- EXTRACTED TEXT -
Selinexor shows statistically significant improvement in progression-free survival in patients with endometrial cancer.
The SIENDO (ENGOT-EN5/GOG-3055; NCT03555422) study met its primary end point of a statistically significant improvement in median progression-free survival (PFS) with maintenance selinexor (Xpovio) compared to placebo in patients with endometrial cancer, according to a presentation given during the March 2022 ESMO Virtual Plenary.1
“Selinexor demonstrated a 30% decrease of risk for progression-free survival or death compared to placebo [HR, 0.705; 95% CI, 0.499-0.996] which was statistically significant,“ stated Professor Ignace Vergote, MD, PhD, principal investigator and gynecologic oncologist, ENGOT and the Belgium and Luxembourg Gynecological Oncology Group, University of Leuven, Leuven Cancer Institute.
Endometrial cancer is the most common gynecologic malignancy and options for advanced or recurrent disease after platinum-based therapy and/or radiotherapy are limited. Because the prognosis for this patient population remains poor, selinexor, a novel, oral selective inhibitor of nuclear export, has been evaluated to determine its efficacy and safety as a maintenance therapy following chemotherapy in patients with advanced or recurrent endometrial cancer in the phase 3 SIENDO study.

- LISTED ENTRIES -
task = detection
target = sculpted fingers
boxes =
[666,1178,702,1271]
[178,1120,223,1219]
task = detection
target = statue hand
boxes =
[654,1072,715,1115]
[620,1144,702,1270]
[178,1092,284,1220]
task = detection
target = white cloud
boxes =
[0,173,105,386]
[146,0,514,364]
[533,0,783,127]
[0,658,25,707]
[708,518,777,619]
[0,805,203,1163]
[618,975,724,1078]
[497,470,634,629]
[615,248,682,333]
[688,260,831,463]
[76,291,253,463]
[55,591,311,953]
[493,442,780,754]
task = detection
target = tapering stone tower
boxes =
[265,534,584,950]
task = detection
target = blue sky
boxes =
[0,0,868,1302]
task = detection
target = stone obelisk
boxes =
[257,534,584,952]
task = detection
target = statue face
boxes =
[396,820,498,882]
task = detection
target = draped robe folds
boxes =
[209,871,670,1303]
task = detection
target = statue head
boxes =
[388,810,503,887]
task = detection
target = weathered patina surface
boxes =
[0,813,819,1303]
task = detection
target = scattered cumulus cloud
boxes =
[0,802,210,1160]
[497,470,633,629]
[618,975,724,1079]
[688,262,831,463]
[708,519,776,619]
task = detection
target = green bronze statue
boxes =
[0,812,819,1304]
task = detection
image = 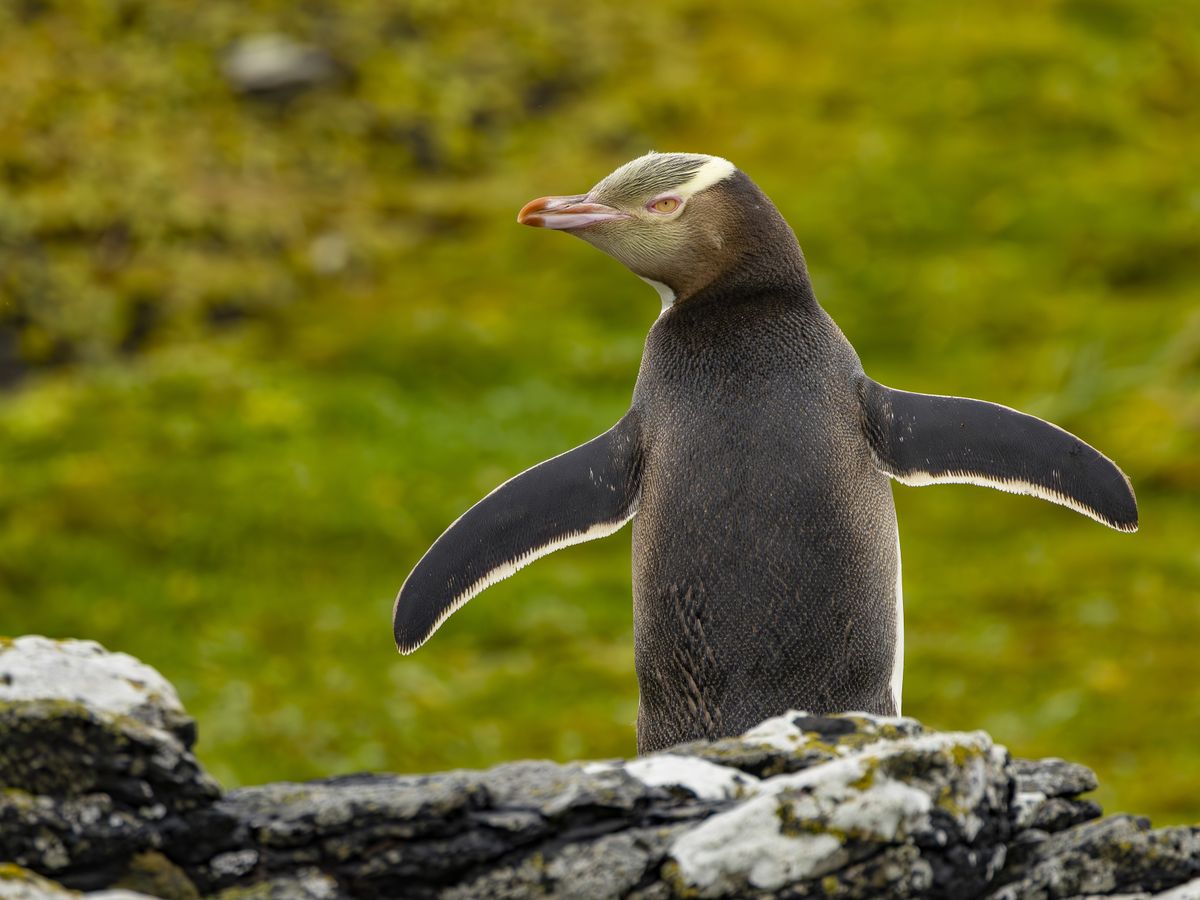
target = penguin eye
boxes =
[646,197,683,214]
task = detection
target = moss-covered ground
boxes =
[0,0,1200,823]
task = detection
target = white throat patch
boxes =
[637,275,674,312]
[676,156,738,200]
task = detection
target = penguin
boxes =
[392,152,1138,754]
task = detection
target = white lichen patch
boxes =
[0,635,186,725]
[671,728,1004,896]
[742,709,920,756]
[742,709,809,751]
[671,796,846,896]
[625,754,758,800]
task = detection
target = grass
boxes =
[0,0,1200,823]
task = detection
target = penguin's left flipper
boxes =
[860,378,1138,532]
[391,414,641,653]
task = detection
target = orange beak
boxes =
[517,194,630,232]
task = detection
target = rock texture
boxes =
[0,637,1200,900]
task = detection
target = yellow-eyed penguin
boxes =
[392,154,1138,752]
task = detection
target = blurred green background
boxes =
[0,0,1200,823]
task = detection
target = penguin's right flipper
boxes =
[391,414,641,653]
[862,378,1138,532]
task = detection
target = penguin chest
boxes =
[634,397,899,749]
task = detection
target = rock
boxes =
[221,34,342,97]
[0,637,220,888]
[990,816,1200,900]
[0,638,1200,900]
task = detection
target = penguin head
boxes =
[517,152,777,306]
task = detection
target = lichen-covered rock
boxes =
[0,637,220,888]
[990,816,1200,900]
[0,638,1200,900]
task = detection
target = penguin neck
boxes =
[655,172,817,312]
[656,229,817,312]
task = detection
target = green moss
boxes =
[850,757,880,791]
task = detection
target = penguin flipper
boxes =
[862,378,1138,532]
[392,414,641,653]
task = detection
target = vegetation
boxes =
[0,0,1200,823]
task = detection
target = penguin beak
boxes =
[517,194,630,232]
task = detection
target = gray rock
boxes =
[1009,756,1099,797]
[990,816,1200,900]
[221,34,342,96]
[0,637,220,888]
[0,638,1200,900]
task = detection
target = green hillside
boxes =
[0,0,1200,823]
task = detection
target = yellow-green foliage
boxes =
[0,0,1200,822]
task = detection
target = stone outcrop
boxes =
[0,637,1200,900]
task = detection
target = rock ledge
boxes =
[0,637,1200,900]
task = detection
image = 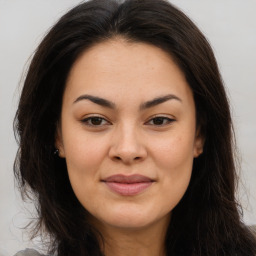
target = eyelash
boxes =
[81,116,175,128]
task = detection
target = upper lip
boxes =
[103,174,153,183]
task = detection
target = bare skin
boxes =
[56,38,203,256]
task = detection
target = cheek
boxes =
[153,135,194,172]
[63,130,107,178]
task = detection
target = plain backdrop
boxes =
[0,0,256,256]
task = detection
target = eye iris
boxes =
[91,117,102,125]
[153,117,164,125]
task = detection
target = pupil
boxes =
[91,117,102,125]
[154,117,163,125]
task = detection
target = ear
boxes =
[194,128,205,158]
[55,125,65,158]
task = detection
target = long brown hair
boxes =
[14,0,256,256]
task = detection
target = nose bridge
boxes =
[110,122,146,163]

- REQUIRED WORK -
Could you continue the article about the SIENDO trial of selinexor in endometrial cancer, starting right after its last sentence?

- RESPONSE FOR THIS EXERCISE -
The multicenter, blinded, placebo-controlled, randomized study enrolled 263 patients with advanced stage IV endometrial cancer who had a partial or complete response after at least 12 weeks of standard taxane-platinum combination chemotherapy.2 Prior surgery, radiotherapy, or hormonal therapy was allowed.
Participants were randomized 2:1 to receive either maintenance therapy with an oral dose of selinexor (n = 174) at 80 mg orally or placebo (n = 89) on days 1, 8, 15, and 22 of each 28-day cycle.
Enrollment was open to females aged 18 or older with histologically confirmed endometrial cancer. Baseline characteristics were evenly distributed between both arms with 65.6 years as the median age for participants in the selinexor arm and 64.0 years in the placebo arm. An ECOG performance status between 0-2 was found between each arm. In the selinexor group, 55.2% of the patients had endometrioid histology compared to 53.9% in the placebo group.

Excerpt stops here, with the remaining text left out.